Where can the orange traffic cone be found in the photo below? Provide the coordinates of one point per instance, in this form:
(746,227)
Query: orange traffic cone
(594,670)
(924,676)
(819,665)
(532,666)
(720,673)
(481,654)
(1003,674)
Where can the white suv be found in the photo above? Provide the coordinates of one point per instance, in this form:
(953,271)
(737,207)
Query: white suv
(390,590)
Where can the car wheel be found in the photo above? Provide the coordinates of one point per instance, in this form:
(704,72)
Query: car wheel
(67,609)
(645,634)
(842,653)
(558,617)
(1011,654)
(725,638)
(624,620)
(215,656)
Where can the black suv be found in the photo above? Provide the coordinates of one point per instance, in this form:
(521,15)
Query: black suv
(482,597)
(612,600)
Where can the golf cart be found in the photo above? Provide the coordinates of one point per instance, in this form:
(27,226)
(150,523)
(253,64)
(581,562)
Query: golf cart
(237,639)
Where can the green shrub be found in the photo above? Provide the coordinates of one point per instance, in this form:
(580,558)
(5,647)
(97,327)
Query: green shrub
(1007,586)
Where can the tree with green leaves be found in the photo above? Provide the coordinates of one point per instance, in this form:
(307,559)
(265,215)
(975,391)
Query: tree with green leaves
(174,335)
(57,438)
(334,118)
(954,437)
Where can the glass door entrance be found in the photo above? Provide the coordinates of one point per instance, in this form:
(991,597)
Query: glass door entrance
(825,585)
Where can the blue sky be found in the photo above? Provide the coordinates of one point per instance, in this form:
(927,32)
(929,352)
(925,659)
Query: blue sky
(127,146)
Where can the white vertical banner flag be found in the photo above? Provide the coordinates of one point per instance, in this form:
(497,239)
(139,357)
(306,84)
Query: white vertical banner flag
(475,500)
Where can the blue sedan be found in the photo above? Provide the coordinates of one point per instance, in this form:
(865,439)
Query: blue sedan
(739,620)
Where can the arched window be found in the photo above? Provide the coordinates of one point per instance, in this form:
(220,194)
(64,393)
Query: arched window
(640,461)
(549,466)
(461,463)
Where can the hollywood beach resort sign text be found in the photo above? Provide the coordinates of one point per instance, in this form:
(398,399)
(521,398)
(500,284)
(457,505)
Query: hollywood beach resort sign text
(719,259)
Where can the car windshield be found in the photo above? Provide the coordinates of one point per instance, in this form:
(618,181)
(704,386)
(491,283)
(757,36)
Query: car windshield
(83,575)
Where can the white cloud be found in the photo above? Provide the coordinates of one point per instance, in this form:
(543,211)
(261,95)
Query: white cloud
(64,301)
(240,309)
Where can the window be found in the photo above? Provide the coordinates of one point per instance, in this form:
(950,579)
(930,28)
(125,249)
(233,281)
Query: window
----------
• _WHAT THIS TASK INVOLVES_
Each line of the data should be reproduced exactly as it appears.

• _RESULT OF THE EXERCISE_
Where can the orange traffic cone be found in the photo below? Provide the coordinates of one point per instance, in this form:
(746,227)
Query: orange traffic cone
(594,670)
(924,676)
(819,665)
(532,666)
(720,673)
(481,654)
(1003,674)
Where can the white suv be found in the photo above? Provide the coordinates of one point per instance, in this form:
(953,271)
(737,207)
Query: white suv
(390,590)
Where can the car wheel be found in the photo above? Provide the coordinates of one point per instance, in this form:
(704,72)
Query: car wheel
(67,609)
(645,634)
(842,653)
(558,617)
(1011,654)
(725,638)
(624,620)
(215,656)
Where can the black suv be found in the photo above? Provide the coordinates of one point per instance, in this form:
(521,15)
Query: black suv
(482,597)
(612,600)
Where can the golf cart be found in the photo above? Provide the coordinates of one point per instance, in this form:
(27,226)
(150,523)
(253,64)
(581,562)
Query: golf cart
(237,639)
Where can the green shrub be found in the photo above? Provide the coordinates of one point per instance, in this form:
(580,558)
(5,647)
(97,327)
Query: green shrub
(1007,586)
Where can the tree with green leaves be found in the photo above? Provide the coordinates of one point per instance, in this form:
(307,559)
(265,215)
(975,391)
Query: tree with green leaves
(174,335)
(57,438)
(334,118)
(954,437)
Where can the glass door entrance be found in the photo above? Provide the coordinates of one point per instance, in this form:
(991,597)
Query: glass door entrance
(825,585)
Where can the blue sky be found in the photo above? Provide the coordinates of one point per instance, in this form:
(927,32)
(929,352)
(925,659)
Query: blue sky
(127,146)
Where can the white vertical banner flag be found in the photo above? Provide the coordinates of one point per instance, in this form:
(497,239)
(139,357)
(306,84)
Query: white vertical banner flag
(475,500)
Where can the blue sedan be found in the photo above? Provide the coordinates of one point per instance, in this form:
(865,439)
Query: blue sedan
(739,620)
Where can the arched window be found in the photo above? Provide the coordinates of one point per instance, in this form:
(220,194)
(64,393)
Query: arched window
(640,461)
(549,466)
(461,463)
Where can the hollywood beach resort sign text be found in the photo above? Provide the coordinates of one point per instance, in this form:
(398,399)
(521,398)
(500,284)
(457,505)
Query: hollywood beach resort sign text
(719,259)
Where can the car windshield be found in the photo above? Provide the coordinates of one point per instance, in this form:
(618,181)
(704,386)
(491,283)
(757,36)
Query: car windshield
(83,575)
Where can the white cloud be found in the photo above? Provide the coordinates of one point per instance, in this form:
(543,211)
(261,95)
Query: white cloud
(64,301)
(240,309)
Where can the window be found in the photo above? Provide the coordinates of one point per instance, in this form:
(950,579)
(930,28)
(125,249)
(233,281)
Query: window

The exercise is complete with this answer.